• **Work request**:
Transcribe the following entries word for word; no picture is to appear in the copy.

(Stored items)
.....
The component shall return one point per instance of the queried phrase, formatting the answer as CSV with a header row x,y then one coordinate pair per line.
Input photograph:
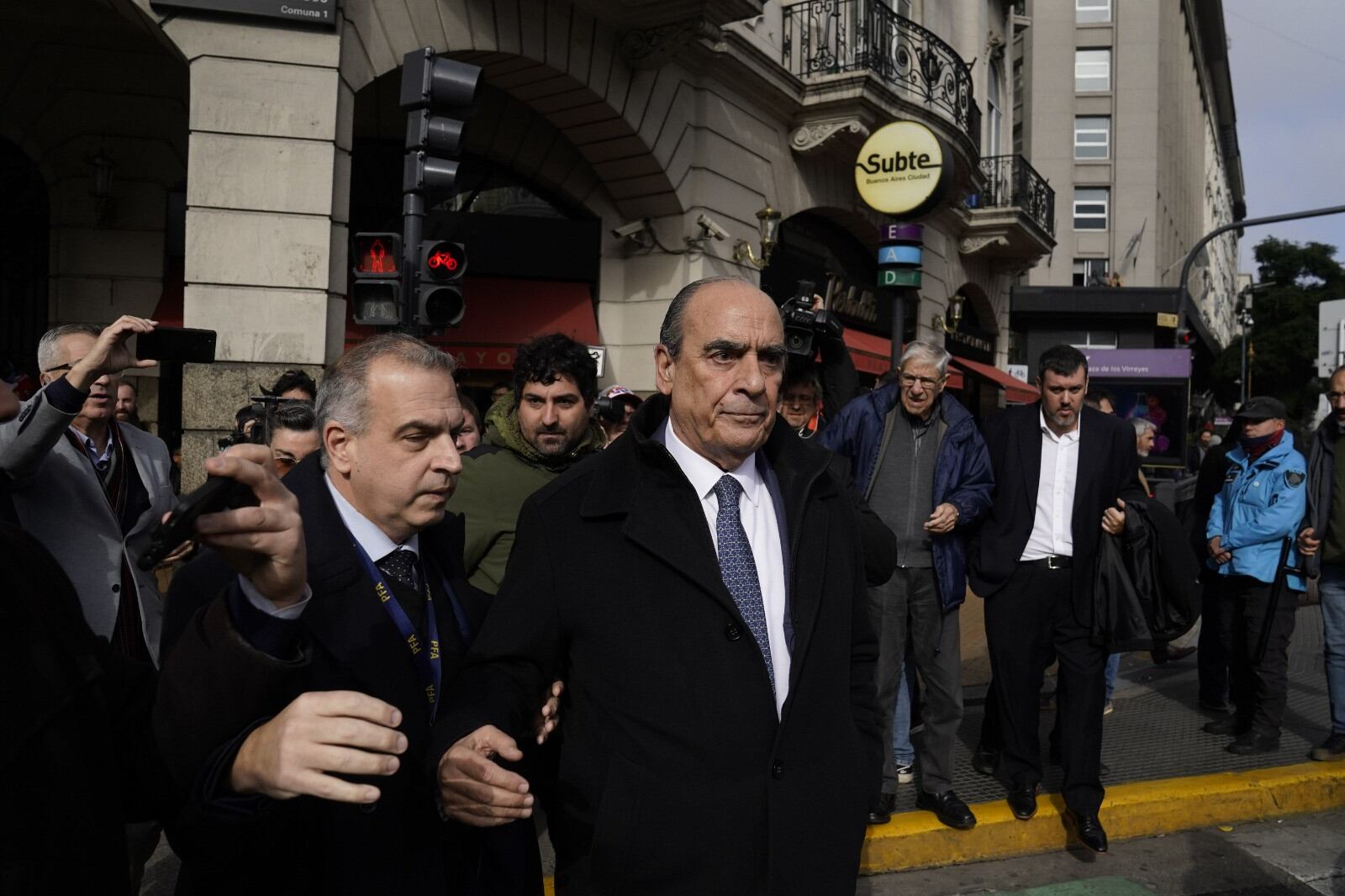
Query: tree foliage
x,y
1300,276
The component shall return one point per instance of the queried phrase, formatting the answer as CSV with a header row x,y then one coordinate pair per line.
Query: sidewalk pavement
x,y
1167,774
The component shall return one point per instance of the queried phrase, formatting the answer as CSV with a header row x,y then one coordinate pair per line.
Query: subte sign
x,y
903,170
320,13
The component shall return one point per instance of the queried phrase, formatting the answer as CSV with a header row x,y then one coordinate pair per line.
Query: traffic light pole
x,y
1184,293
414,228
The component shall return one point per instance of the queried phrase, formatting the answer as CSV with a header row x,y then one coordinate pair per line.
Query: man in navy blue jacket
x,y
919,461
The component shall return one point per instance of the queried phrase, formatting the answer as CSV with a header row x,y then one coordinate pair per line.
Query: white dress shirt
x,y
763,530
1052,529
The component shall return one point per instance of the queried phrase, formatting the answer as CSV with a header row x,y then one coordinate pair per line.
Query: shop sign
x,y
905,170
1140,363
315,13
.....
• **Result of this exercise**:
The component shall return one point per instance of the queried phrase, formatting the answer as CSV with a header row x,y then one coordinate pair per line.
Input photograph:
Query: tree foliage
x,y
1300,276
The component shall return one point per instance of the queried phrase, formatting the answer as CSV with a header row x,y then one coordinate pair per line.
Query: sidewalk pavement
x,y
1167,774
The component shall return one point per instance of the queried phrase, formatting the answer as CSV with a header row x,y then one coordinate pair per line.
Query: subte sign
x,y
903,170
320,13
The component shall return one point per instance of the queried phrase, formatting the answer as CSV with a header row x,y then one coordinate pair per line.
Query: traffic light pole
x,y
1184,293
414,228
The component shall return one point per instance of the queried phrase, formatting the answer as CSV with a header row x,y then one coordinate pair per line.
Query: man in navy blue jacket
x,y
919,461
The component shall return one point per instance of the queried phrase, formatting the answer as CSV with a header row x,y then one coordinate pair per line.
Query: white dress shirt
x,y
763,530
1052,529
The component shall return one point per instance of the queried phrase, formatting the answer as CSV with a header row x,y then one coordinate pair per line.
Query: shop sign
x,y
905,170
1140,363
315,13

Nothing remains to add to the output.